-- Task set --
A) Which workers does the passage on Soviet patriotism cite for surpassing production targets, and what did each achieve?
B) Continue the passage on Soviet patriotism from where it stops.

-- Text excerpt --
▶
The cultural “other”

A new concept – the “Soviet patriot” – entered the image of “we” created by political rhetoric in the post-war period. This concept well illustrates the polysememic nature of all of Stalinist propaganda. The concept “soviet” is derived from the lexicon of Leninist class struggle and is incompatible in its content with “patriot”. The latter refers etymologically to a love of one single terra patria, and consequently to borders. According to Stalin, the proletariat does have a homeland. True enough, one can distinguish two contradictory strands of patriotism: local and imperialist. The first is related to a particular location. This sort of patriotism characterises Estonians in the ideology of the Republic. The other patriotism is defined as collective egotism, directed at establishing the “us” (Tuan 1974, 101). In soviet rhetoric, these two aspects have been meshed together. Soviet patriotism is related both to a location and to self-imposition.

            The concept of “Soviet patriotism” began to take shape during the war and signifies an important change in Soviet ideology. It could be called a revolution against a materialist world-view. The construction of own-other, based on class antagonism, did not completely disappear from political rhetoric. Thus the leader of the Estonian Communist Party could say at the time: “In the conditions of increasingly aggravated class conflicts, related to the successful offensive of socialism on the last remnants of shattered capitalism, bourgeoisie nationalists have become more active” (Käbin 1951). But here class has already been associated with nationalism – “bourgeoisie nationalists”. It was no longer the material basis of society that was primary, but the ideological superstructure. And it is the latter that plays a crucial role in the struggle for global peace:

“Soviet patriotism was that all-reviving energy that made the Soviet people to work wonders [...] soviet patriotism, love for one’s socialist homeland moved millions of people and compelled them to unprecedented heroic deeds” (Rahva Hääl, editorial, 19 July 1945).

The new emphasis is clear from this quote: all-reviving energy, work wonders, love for one’s homeland. There are no references to internal contradictions of capitalism, the economic superiority of the socialist regime, etc. The Great War was won only with the help of the unlimited love for one’s homeland, belief in the righteousness and ultimate victory of the endeavour, and a “deep faith in the encourager and organizer of our victories – the Bolshevik party, and the great leader of the people, comrade Stalin” (ibid). This invigorating breath of soviet patriotism, however, expressed itself with mathematical precision, such as in the case of the turner Aleksei Panferov who exceeded production goals by 30-fold (Rahva Hääl, 19 September 1946). The Stakhanovite Karassev exceeded production goals, moulding marking instruments by 835% (Rahva Hääl, 16 November 1946), and the scales maker Paulus fulfilled the five year plan by the end of the first year (Rahva Hääl, December 23, 1946), etc.
◀
Point annotation dataset records:
▶
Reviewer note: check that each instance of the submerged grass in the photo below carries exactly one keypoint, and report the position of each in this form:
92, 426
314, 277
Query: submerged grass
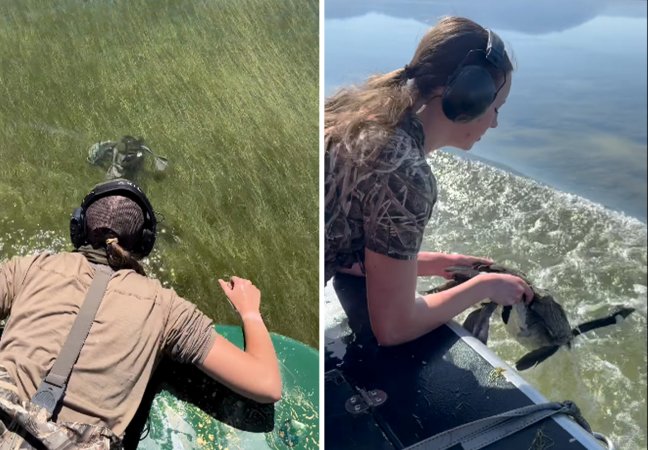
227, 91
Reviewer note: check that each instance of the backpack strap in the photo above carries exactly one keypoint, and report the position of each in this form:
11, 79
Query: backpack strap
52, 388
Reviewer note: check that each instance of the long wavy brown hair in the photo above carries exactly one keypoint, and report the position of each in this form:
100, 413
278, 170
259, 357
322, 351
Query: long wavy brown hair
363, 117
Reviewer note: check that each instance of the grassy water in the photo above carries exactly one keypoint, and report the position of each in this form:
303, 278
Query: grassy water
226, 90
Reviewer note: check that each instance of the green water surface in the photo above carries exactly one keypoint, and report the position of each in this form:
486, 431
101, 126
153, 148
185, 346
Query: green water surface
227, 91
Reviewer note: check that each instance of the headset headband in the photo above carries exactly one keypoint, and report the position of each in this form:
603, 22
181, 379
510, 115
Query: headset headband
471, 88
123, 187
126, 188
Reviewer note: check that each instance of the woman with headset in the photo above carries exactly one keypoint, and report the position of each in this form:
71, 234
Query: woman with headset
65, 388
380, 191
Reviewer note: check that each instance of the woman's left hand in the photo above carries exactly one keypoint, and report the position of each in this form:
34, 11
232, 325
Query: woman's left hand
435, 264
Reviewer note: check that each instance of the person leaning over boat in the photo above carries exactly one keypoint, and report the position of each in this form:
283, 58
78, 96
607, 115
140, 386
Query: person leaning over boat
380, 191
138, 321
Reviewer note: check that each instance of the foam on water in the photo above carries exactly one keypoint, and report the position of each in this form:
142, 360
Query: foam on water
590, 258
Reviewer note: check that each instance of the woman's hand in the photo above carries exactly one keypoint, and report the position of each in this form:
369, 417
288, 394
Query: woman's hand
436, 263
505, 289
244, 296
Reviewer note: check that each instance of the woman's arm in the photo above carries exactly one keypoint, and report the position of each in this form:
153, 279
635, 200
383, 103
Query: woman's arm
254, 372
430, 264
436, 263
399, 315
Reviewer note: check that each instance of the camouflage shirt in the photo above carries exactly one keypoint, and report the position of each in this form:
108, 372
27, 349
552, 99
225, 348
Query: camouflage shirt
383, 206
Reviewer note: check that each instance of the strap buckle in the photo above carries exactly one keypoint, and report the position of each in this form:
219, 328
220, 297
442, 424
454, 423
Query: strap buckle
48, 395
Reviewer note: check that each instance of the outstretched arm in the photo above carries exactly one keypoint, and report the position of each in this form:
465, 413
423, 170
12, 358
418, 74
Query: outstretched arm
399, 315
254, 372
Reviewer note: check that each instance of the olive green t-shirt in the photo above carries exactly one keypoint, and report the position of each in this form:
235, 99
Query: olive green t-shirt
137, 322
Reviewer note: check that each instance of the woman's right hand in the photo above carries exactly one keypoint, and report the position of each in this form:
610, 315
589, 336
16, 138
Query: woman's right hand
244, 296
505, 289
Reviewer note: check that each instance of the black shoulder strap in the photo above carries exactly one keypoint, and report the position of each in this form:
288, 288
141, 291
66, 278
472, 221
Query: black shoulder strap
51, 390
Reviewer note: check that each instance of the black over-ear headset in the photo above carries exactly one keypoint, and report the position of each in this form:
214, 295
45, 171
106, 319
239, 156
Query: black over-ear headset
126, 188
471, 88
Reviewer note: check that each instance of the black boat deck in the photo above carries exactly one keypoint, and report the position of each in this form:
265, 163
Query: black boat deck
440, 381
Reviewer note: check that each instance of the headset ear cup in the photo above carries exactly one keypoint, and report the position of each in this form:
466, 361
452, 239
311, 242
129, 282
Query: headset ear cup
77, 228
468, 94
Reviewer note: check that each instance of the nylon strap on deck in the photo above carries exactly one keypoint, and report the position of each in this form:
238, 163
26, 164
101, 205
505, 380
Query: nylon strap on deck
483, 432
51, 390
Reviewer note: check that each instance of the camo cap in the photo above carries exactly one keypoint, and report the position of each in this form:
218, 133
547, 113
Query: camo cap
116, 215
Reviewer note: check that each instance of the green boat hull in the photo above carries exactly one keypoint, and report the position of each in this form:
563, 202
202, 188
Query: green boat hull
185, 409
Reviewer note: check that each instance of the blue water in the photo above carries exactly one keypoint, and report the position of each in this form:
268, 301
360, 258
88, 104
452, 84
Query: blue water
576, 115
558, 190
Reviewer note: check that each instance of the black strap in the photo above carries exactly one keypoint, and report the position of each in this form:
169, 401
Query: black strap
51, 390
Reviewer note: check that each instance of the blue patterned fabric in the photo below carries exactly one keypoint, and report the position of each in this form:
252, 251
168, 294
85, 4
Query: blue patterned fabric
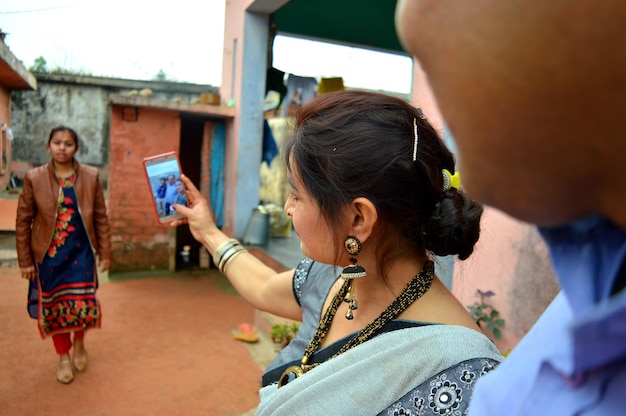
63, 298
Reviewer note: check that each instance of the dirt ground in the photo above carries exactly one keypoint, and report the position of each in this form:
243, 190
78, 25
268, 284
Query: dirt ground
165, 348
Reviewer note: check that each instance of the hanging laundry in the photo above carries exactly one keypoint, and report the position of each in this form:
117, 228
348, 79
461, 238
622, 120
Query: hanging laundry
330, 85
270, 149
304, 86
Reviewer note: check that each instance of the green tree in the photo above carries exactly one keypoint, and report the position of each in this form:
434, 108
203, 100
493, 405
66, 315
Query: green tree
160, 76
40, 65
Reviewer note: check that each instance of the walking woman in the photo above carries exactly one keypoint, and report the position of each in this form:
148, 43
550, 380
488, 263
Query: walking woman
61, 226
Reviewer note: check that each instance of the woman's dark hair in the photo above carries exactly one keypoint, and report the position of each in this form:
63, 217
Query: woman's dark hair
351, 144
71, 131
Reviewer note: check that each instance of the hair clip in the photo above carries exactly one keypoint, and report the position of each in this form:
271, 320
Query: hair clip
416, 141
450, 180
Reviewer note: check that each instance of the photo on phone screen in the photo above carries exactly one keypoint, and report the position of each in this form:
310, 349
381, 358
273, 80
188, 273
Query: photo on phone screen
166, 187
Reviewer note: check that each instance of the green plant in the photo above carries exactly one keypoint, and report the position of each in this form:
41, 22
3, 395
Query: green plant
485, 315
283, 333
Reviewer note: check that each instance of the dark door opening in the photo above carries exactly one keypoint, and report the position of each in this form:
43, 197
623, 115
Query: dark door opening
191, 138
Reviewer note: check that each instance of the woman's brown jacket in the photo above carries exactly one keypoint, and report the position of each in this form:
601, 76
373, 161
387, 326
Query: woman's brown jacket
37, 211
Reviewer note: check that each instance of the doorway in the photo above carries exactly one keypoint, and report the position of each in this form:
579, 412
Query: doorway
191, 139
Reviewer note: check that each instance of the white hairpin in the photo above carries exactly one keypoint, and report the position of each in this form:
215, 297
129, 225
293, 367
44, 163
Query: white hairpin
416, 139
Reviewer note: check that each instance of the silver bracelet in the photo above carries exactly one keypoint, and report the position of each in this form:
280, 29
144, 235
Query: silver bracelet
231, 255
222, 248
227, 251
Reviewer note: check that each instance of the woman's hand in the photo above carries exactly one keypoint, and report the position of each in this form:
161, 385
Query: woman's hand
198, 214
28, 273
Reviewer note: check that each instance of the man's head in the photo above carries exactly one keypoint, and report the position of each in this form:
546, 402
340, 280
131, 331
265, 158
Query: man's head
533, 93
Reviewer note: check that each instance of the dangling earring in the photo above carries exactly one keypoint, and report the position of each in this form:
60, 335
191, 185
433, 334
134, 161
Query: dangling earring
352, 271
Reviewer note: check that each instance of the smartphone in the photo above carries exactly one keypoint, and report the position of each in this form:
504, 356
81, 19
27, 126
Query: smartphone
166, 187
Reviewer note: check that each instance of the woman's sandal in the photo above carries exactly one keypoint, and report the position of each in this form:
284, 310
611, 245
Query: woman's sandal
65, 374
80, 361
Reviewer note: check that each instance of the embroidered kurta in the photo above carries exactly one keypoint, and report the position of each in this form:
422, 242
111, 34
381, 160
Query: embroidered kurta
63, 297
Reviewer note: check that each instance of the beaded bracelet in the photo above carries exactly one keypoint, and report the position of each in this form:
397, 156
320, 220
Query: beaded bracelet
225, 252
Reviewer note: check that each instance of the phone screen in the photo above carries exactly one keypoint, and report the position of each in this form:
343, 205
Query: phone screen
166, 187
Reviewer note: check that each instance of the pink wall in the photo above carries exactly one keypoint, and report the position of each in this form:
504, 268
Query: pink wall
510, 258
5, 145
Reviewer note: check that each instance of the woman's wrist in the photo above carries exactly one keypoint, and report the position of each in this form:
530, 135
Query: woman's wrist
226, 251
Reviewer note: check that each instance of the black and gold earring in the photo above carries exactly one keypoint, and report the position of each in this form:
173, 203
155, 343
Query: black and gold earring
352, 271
◀
-- Answer set --
A)
- Aleksei Panferov, a turner, exceeded production goals 30-fold.
- Karassev, a Stakhanovite, exceeded production goals by 835% while moulding marking instruments.
- Paulus, a scales maker, fulfilled the five year plan by the end of the first year.

B)
            Let us now compare “soviet patriotism” (for the development of the concept of “soviet patriotism” cf. chapter “The Soviet people” below) and its antithesis in post-war Soviet political rhetoric: “cosmopolitism”, in order to demonstrate the similarity of the internal structures of these two concepts. The Minister of Education of the time explains the essence of “soviet patriotism” in this manner:

“Soviet patriotism does not acknowledge nationalism, chauvinism, higher and lower races, but is founded on powerful brotherly friendship. Soviet patriotism is expressed in an ardent love towards the Soviet fatherland, the true homeland of the proletariat. To grow the youth in a way that they would be prepared to defend the interests in their Soviet homeland, the honour of the Soviet Union at any time and at whatever cost... (Raud 1946).

Despite the friendship that emphasized unity and intimacy, “soviet patriotism” clearly represented cultural expansion. Stalinist friendship of the people was above all a “friendship between the Estonian people and the great Russian people” (Message from the Central Committee of the Communist Party of Estonia (Bolsheviks) to local committees (Rahva Hääl, January 10, 1948)). The role of the great Russian people was that of an older brother. Emphasis on the true homeland first points at Russia and only then at Estonia. To be a “soviet patriot” means that one must love Moscow more than Tallinn. And to defend the honour of the Soviet Union at all costs means that one must sacrifice themselves for the government of the nation and its leader, Stalin. “Soviet patriotism” was a rigidly structured system of values.

            On the other hand, cosmopolitism was officially defined as a reactionary ideology that heralds the abandonment of national traditions and national particularities, a denial of national dignity and pride. The cosmo-political ideology is deeply hostile and is essentially opposed to soviet patriotism as the primary quality that characterises the Soviet individual (Dobrenko 1993, 330). Cosmopolitism is a world where words lack meaning and things have lost their colour. With an operation of inversion, cosmopolitism is derived from the positivity of “soviet patriotism” as its own opposite. “We” have national dignity and a sense of honour, “they” are nationally inferior and disown their own people; “we” have traditions, “they” do not; “we” are progressive, “they” are reactionary, etc.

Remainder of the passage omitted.